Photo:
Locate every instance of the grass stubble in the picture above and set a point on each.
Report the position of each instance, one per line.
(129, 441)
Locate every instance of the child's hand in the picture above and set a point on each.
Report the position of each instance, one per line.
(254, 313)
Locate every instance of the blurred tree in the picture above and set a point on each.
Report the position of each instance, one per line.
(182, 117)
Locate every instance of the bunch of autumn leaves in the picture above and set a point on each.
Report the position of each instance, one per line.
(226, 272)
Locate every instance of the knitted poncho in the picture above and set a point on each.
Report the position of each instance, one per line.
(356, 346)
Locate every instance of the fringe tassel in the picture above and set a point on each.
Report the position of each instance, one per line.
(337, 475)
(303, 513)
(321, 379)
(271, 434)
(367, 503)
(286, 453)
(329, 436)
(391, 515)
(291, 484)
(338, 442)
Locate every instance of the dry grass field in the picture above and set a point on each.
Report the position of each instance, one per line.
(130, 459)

--------------------------------------------------

■ **STATED EXERCISE**
Revise the rows above so that every "set a point" reads "place a marker", keeping everything else the same.

■ **SOLUTION FOR THIS EXERCISE**
Photo:
Locate every instance of the grass stubble in the picture above and place a marker on each.
Report the position of each instance, one per line.
(129, 441)
Locate every instance of the child's hand in the picture above and place a marker on each.
Report the position of each instance, one per line.
(254, 313)
Locate every instance of the blurred tree in the picture above and place a marker on each.
Report the position of each instance, one per line.
(182, 117)
Locate every instance of the bunch of autumn leaves in the picture above and place a marker on each.
Report the position of each instance, one per line.
(226, 272)
Locate every instance of the knitted poncho in the picture above and place a marker on each.
Report the position of each instance, one per line.
(356, 346)
Locate every instance of the fringe tassel in the picture above and place a marker on each.
Report the position of each instance, one per line.
(337, 475)
(303, 513)
(321, 379)
(271, 434)
(367, 503)
(286, 453)
(329, 436)
(391, 515)
(291, 484)
(338, 442)
Locate every instance of the dry grass field in the picture above and place a marker on each.
Report the position of each instance, one per line.
(130, 459)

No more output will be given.